(Stored items from a collection)
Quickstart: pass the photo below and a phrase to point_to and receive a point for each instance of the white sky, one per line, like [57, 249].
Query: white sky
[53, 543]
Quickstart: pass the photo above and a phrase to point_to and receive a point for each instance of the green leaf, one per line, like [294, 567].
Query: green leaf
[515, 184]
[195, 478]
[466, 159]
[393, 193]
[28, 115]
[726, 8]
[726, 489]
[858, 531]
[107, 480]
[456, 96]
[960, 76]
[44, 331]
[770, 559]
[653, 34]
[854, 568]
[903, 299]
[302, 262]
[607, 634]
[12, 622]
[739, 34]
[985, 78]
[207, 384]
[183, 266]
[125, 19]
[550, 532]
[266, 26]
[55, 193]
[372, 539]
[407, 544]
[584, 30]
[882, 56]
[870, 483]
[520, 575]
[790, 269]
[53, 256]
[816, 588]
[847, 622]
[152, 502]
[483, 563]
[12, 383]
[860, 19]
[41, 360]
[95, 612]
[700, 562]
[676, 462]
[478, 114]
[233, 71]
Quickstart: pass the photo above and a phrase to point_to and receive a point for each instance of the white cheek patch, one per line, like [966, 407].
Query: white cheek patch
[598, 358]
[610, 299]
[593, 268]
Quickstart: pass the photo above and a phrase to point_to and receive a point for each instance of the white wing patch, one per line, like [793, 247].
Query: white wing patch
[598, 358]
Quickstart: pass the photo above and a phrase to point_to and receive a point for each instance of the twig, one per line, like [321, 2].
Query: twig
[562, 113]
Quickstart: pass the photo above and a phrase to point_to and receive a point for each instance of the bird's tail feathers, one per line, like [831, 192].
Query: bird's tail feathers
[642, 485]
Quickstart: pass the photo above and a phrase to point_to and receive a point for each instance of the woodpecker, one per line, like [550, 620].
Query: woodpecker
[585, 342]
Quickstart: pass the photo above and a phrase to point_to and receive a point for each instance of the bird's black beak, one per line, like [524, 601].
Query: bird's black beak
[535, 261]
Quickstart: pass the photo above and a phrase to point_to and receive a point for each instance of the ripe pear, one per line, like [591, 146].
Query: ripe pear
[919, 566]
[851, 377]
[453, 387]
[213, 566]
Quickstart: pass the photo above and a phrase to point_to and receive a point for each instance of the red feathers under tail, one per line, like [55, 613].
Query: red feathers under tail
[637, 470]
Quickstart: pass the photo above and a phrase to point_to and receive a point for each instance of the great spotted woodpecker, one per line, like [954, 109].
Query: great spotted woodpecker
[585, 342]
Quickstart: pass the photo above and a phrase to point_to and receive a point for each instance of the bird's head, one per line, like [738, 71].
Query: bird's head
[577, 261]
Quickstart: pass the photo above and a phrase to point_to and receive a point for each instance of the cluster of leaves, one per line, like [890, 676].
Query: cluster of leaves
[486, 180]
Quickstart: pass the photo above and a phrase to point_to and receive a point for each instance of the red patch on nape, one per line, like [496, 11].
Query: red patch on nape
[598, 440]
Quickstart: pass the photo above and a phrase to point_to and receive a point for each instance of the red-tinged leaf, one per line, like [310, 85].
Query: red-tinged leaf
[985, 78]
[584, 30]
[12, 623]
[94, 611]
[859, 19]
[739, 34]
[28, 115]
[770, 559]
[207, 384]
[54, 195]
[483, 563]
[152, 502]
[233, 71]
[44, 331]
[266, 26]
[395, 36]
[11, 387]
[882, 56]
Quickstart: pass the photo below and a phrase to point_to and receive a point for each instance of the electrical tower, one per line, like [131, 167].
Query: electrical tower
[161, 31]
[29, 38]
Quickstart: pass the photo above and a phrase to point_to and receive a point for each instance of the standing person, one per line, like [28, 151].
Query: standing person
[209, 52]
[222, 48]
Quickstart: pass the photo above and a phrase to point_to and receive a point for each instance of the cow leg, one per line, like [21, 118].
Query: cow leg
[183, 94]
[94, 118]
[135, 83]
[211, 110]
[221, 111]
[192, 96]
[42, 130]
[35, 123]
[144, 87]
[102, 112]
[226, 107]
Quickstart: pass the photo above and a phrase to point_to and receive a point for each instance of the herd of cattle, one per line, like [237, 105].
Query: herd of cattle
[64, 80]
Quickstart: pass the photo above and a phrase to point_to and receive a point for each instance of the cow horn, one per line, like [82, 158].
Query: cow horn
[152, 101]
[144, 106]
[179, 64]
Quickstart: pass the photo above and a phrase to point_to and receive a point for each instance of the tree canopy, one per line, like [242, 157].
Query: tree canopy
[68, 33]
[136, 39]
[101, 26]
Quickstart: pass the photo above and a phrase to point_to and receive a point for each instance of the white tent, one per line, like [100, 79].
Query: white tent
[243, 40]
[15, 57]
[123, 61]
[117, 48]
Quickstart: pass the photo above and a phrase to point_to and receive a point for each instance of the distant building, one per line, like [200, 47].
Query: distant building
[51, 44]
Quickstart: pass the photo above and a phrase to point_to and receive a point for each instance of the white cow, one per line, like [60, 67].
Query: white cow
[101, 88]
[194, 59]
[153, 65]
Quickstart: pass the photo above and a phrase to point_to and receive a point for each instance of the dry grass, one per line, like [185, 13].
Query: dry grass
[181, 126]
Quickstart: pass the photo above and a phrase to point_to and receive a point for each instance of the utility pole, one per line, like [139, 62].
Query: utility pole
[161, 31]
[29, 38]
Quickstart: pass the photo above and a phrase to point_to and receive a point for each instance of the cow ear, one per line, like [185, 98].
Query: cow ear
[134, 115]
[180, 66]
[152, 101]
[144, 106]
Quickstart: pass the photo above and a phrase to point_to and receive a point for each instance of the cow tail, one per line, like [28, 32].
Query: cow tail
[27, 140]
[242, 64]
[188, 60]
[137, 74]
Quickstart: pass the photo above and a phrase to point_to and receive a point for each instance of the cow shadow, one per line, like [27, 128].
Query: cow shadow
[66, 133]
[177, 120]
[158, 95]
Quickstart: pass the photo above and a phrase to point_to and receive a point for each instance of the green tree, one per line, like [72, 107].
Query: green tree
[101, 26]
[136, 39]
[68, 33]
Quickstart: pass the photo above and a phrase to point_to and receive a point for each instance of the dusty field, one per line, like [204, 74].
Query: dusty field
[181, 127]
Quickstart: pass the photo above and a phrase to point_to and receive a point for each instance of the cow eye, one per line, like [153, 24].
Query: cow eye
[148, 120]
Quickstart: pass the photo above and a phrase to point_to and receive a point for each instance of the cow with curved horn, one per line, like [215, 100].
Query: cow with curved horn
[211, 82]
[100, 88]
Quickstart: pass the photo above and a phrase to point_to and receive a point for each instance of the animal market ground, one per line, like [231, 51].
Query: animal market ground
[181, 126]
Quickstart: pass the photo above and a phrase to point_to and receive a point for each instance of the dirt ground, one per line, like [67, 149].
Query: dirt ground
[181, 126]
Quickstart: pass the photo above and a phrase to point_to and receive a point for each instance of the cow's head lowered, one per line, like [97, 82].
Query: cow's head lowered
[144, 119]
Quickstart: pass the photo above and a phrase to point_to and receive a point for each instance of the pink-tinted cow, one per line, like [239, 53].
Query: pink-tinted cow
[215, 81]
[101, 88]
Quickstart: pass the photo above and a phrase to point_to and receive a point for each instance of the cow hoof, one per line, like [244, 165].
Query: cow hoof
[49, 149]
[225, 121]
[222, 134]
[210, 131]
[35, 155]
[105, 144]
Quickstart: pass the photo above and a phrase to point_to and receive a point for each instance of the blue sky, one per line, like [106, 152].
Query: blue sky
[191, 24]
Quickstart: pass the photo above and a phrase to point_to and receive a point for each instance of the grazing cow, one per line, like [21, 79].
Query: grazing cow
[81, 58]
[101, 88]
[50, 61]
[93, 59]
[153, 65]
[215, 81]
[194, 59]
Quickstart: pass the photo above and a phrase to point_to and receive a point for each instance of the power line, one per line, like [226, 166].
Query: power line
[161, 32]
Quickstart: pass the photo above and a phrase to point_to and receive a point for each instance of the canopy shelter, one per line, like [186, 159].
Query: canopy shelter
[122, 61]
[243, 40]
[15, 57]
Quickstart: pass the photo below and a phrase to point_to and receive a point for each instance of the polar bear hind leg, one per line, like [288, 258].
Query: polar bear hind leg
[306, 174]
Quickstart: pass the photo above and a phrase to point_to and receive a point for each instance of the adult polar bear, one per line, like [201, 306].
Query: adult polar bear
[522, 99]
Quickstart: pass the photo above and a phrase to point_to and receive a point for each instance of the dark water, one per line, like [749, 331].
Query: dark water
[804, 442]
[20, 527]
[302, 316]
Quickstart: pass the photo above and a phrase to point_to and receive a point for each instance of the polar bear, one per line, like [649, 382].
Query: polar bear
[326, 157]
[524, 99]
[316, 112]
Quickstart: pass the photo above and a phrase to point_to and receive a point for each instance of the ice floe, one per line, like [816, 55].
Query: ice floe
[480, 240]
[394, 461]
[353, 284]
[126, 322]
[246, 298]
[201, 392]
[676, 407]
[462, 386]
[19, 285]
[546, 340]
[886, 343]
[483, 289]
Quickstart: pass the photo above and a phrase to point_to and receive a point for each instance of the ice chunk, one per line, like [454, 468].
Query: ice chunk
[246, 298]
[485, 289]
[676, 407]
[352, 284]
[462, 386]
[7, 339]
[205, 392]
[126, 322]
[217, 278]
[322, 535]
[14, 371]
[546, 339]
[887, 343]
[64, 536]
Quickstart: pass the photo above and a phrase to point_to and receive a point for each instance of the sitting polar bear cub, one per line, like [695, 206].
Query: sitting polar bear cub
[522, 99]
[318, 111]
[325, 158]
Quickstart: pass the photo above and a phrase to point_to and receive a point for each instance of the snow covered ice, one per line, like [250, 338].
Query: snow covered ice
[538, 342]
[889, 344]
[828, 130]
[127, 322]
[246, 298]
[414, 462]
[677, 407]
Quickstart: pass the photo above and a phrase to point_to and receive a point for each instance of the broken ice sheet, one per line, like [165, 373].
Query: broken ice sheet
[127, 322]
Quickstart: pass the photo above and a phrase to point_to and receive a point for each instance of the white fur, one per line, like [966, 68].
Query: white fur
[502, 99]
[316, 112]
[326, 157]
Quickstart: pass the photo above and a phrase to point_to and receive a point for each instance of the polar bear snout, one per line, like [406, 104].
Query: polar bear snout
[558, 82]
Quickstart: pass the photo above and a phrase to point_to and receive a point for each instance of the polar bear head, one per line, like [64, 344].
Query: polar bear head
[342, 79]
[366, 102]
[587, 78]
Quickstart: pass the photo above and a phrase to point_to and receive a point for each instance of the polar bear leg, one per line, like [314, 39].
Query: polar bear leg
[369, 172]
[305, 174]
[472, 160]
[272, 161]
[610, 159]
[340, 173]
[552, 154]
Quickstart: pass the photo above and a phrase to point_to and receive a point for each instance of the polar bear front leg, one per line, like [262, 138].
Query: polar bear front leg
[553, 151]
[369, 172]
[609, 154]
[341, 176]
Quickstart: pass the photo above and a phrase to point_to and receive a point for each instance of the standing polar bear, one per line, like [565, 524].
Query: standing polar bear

WHAT NEEDS TO BE DONE
Repeat only what runs from the line holding "like [695, 206]." to the end of the data, keeping every line exactly as written, first and last included.

RIGHT ANSWER
Quickstart: pass the photo above and a phrase to point_to and receive a point for each instance of the sitting polar bear cub, one per line, like [695, 206].
Query: sitting polar bear cub
[522, 99]
[318, 111]
[325, 158]
Quickstart: pass the photo above and a phrase to point_to and receive a point for each instance of the snow covered ice, one per line, like [250, 338].
Query: snow covered ice
[538, 342]
[889, 344]
[828, 130]
[127, 322]
[246, 298]
[414, 462]
[677, 407]
Quickstart: pass the photo above and a phrase to point_to and receive a point for each instance of the broken ice sheet, one per line, like [165, 373].
Query: broken ice sheet
[127, 322]
Quickstart: pass the photo above and a phrase to point_to and receive a point for each instance of the white fur, one per line, like [966, 68].
Query: white fur
[502, 99]
[316, 112]
[326, 157]
Quickstart: pass the photo above and a phrase to point_to and receive a point for each instance of the polar bear snout, one per line, like [406, 104].
Query: polar bear snout
[558, 82]
Quickstart: pass the photo above and a phrase to point_to and receive a point for each instance of the polar bear head, one per line, like [64, 344].
Query: polar bear head
[342, 79]
[366, 102]
[587, 78]
Quickstart: pass the photo above and a phrase to point_to and receive a point for each instance of the polar bear leg, one per line, like [314, 39].
Query: polar bear leg
[369, 172]
[305, 174]
[472, 160]
[272, 161]
[610, 159]
[340, 173]
[552, 154]
Quickstart: pass the photo above and a phrase to point_to and receive a point for each instance of the polar bear front leg, one per line, like [262, 138].
Query: polar bear front leg
[553, 151]
[369, 172]
[609, 154]
[341, 176]
Quickstart: pass the photo above and a phrase to point_to and receive a point for each instance of the standing polar bear, one per line, like [565, 524].
Query: standing polar bear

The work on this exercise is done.